◆ WHAT TO DO
Report only how many lines in the listing below contain the string "office".

◆ ENTRIES PROVIDED
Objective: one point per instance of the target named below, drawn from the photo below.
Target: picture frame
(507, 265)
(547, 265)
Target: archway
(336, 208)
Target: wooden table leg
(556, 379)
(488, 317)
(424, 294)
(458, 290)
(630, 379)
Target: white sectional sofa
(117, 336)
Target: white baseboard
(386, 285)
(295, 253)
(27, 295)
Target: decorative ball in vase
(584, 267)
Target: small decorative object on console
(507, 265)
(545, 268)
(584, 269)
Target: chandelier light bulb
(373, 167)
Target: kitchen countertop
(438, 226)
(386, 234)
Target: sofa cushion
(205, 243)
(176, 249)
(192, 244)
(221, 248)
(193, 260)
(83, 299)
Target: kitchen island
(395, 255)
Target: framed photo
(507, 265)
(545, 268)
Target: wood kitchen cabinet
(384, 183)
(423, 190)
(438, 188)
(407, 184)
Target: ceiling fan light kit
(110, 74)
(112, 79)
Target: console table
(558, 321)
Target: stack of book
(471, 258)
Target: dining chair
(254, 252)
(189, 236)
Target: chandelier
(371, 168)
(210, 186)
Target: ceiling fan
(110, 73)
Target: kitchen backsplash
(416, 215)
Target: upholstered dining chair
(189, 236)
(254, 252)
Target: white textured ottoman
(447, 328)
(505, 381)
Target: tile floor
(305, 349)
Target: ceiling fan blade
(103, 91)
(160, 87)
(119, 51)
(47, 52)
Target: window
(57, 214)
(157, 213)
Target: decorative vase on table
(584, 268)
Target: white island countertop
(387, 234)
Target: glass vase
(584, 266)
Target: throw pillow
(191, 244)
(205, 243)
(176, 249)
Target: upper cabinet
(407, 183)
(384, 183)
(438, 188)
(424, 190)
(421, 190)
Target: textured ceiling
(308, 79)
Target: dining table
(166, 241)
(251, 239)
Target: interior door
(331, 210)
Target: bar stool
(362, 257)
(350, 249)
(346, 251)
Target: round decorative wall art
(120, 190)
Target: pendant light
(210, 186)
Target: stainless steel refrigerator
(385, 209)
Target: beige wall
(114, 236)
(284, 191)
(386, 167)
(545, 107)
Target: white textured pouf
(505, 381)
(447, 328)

* * *

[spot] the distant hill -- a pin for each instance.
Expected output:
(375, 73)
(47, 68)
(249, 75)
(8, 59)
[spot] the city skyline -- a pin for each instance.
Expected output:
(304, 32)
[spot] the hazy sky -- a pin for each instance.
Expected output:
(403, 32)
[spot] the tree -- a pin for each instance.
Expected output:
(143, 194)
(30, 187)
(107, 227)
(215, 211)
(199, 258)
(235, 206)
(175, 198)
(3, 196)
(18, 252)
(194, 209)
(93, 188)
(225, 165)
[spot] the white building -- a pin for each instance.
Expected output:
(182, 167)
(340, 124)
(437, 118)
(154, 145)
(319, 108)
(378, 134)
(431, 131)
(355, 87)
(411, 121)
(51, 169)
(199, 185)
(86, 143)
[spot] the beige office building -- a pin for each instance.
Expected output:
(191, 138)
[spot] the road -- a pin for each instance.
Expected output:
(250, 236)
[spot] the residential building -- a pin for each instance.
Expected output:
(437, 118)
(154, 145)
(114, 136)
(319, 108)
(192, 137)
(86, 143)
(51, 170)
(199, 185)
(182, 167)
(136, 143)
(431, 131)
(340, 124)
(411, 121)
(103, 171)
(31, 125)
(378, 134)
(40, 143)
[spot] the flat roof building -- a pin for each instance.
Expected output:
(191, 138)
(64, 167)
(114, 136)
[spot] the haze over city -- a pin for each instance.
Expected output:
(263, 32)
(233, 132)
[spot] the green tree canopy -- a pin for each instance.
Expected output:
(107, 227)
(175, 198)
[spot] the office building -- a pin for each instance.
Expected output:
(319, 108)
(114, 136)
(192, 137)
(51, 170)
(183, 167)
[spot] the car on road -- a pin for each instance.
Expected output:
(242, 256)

◆ TASK SOLUTION
2